▸ **Reading text**
A bombshell now book by author and DailyMail.com columnist Maureen Callahan details how the photoshoot — by world-famous photographer Bert Stern — was Marilyn's 'most daring' yet.
In 'Ask Not: The Kennedys and the Women They Destroyed', Callahan writes that Marilyn was 'at the height of her beauty' when Stern captured the pictures for Vogue in June 1962.
Marilyn was suffering intense depression, and her consumption of alcohol and pills was 'staggering', Callahan writes. Eventually, her 'persistent inability to get out of bed' caused her to be fired from the set of her latest film, 'Something's Got to Give'.
She 'took the public humiliation as a challenge', Callahan says, '[posing for Stern] nude in bed, her breasts swathed in pink tulle. The eye was drawn to a long, deep scar... the result of recent gallbladder surgery.'
Marilyn was 'at the height of her beauty' when Bert Stern captured her last-ever photoshoot (pictured) for Vogue in June 1962.
Marilyn reportedly told Stern she felt self-conscious about the mark, but he assured her that 'a woman is beautiful by her scars' — a quote he borrowed from famed fashion editor Diana Vreeland.
Marilyn died weeks later after a barbiturate overdose at her home in Brentwood, Los Angeles. Her body was found by her housekeeper in the early hours of August 5, 1962.
'She was face-down on her bed, nude, with her phone still in her hand,' Callahan writes.
As such, Stern's iconic shoot was later titled 'The Last Sitting'.
On Sunday, an exclusive extract of Callahan's new biography — which is being published in a major new Mail series — revealed potentially history-altering claims about Marilyn's death.
In particular, Callahan unearthed explosive remarks made by Marilyn's second husband Joe DiMaggio, years after her death.
DiMaggio banned both President John F. Kennedy and his brother Bobby — who had simultaneous affairs with Marilyn — from her funeral, and later reportedly said: 'I always knew who killed her, but I didn't want to start a revolution in this country. She told me someone would do her in, but I kept quiet.
'The whole lot of Kennedys were lady-killers, and they always got away with it. They'll be getting away with it a hundred years from now.'
Bobby visited Marilyn at her LA home on the night she died.
In 'Ask Not: The Kennedys and the Women They Destroyed', Callahan writes that Stern's photos of Marilyn were the 'most daring' of her career, posing naked in bed.
President John F. Kennedy and his brother Bobby, right, both had simultaneous affairs with Marilyn.
'The FBI and the CIA, Bobby and Jack discovered, had bugged Marilyn's house and phone line without her knowledge... Bobby wasn't leaving without the tape recordings,' Callahan writes.
'Where the f*** is it?' Bobby is said to have demanded. But Marilyn had 'no idea' what he was talking about. Bobby left empty-handed, and she died hours later.
After her death, the FBI were 'ordered to remove certain phone records [from her home]', Callahan writes. 'Recovered in the 1980s, Marilyn's logs showed she'd called Bobby's workplace eight times between June 25 and 30 [1962]... Reports suggest she'd had an abortion on July 20, and that the baby may have been Bobby's.'
Callahan also reveals that, in the 1985, ABC News had planned to air a TV special about the Kennedy brothers' potential involvement in Marilyn's death — but, just hours before the broadcast was due, ABC suddenly pulled the plug.
The ABC News then-president Roone Arledge, who was responsible for cancelling the documentary, was 'a longtime friend of Ethel Kennedy [Bobby's wife]', Callahan writes.

▸ **Work task 1**
Answer these questions from the article about Marilyn's last photoshoot:
(a) For which magazine did Stern take the photos, and in what month and year?
(b) Who found Marilyn's body?
(c) How many times did Marilyn's logs show she called Bobby's workplace between June 25 and 30?
▸ **Work task 2**
Rewrite the article about Marilyn's last photoshoot starting at "On Sunday, an" and ending at "I kept quiet.", with "second husband" changed to "former husband".

▸ **Given information**
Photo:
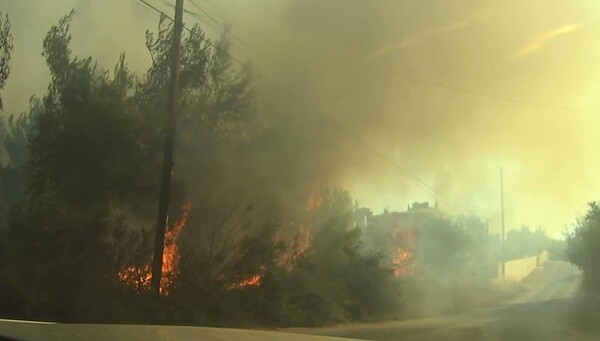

▸ **Exercise answer 1**
(a) Vogue, in June 1962.
(b) Her housekeeper.
(c) Eight times.

▸ **Exercise answer 2**
On Sunday, an exclusive extract of Callahan's new biography — which is being published in a major new Mail series — revealed potentially history-altering claims about Marilyn's death.
In particular, Callahan unearthed explosive remarks made by Marilyn's former husband Joe DiMaggio, years after her death.
DiMaggio banned both President John F. Kennedy and his brother Bobby — who had simultaneous affairs with Marilyn — from her funeral, and later reportedly said: 'I always knew who killed her, but I didn't want to start a revolution in this country. She told me someone would do her in, but I kept quiet.